▶ [Exercise instructions] Update the stretch of the immigration post below, from "On one hand, her" through "moral obligations are.", by putting "trite" in place of "banal", and write out the revised stretch.

▶ [Given text]
------------------------------------------------------------

PPPS: “What Immigrants Owe Society”

The paper evolved as a side project to my doctoral dissertation on the theoretical and practical factors factors that ought to determine a just immigration policy. I was reading an article in the New York Times on immigration in Europe and was struck by some remarks made Nyamko Sabuni, Swedish minister for integration and gender equality:

A lot of people misread their rights,” [Sabuni] said recently. “They think that freedom of religion means they can do anything in the name of religion, or that human rights mean that they can act however they want against others.” Not true, she said. “If they want to live here, have kids, have grandchildren, they must make an effort to adapt to the society where they live.”

On one hand, her remarks appear almost banal — of course immigrants have adapt, at least in the sense of obeying the law, respecting entrenched norms and values and contributing to various public goods. (It is also the case that larger societies have to adapt to immigrant groups.) On the other hand, it struck me that she might be requiring something quite radical, namely that immigrants abandon substantial parts of their culture. The word “adapt” is ambiguous and says little about what immigrants’ precise moral obligations are.

------------------------------------------------------------

▶ [Entries supplied]

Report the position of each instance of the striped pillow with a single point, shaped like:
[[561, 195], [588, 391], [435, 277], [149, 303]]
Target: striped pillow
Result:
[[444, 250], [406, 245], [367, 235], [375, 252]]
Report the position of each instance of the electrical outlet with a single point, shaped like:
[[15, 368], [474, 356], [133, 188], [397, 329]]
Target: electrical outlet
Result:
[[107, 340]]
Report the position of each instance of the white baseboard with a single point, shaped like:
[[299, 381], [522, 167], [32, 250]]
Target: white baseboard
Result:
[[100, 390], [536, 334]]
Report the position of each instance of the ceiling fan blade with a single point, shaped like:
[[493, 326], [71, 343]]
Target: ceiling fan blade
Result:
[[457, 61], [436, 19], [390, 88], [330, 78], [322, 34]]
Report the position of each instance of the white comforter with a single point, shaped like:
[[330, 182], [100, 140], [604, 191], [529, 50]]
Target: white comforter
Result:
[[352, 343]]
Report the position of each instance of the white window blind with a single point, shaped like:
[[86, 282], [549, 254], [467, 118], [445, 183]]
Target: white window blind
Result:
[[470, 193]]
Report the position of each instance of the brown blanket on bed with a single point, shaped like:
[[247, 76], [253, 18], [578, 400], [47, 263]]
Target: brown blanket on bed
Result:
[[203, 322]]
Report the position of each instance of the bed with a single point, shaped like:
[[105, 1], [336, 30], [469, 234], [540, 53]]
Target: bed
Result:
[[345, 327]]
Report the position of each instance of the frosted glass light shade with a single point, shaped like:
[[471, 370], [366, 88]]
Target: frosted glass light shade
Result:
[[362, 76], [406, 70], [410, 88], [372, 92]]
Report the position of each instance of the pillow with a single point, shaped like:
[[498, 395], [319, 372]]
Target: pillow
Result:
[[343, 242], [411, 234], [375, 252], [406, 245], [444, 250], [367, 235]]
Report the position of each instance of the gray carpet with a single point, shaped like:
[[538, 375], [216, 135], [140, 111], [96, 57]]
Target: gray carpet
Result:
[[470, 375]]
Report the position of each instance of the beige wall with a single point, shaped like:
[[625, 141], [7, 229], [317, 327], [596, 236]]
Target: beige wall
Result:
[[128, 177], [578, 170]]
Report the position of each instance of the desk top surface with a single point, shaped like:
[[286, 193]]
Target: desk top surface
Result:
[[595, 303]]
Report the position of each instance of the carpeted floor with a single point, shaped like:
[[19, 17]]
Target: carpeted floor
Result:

------------------------------------------------------------

▶ [Expected answer]
On one hand, her remarks appear almost trite — of course immigrants have adapt, at least in the sense of obeying the law, respecting entrenched norms and values and contributing to various public goods. (It is also the case that larger societies have to adapt to immigrant groups.) On the other hand, it struck me that she might be requiring something quite radical, namely that immigrants abandon substantial parts of their culture. The word “adapt” is ambiguous and says little about what immigrants’ precise moral obligations are.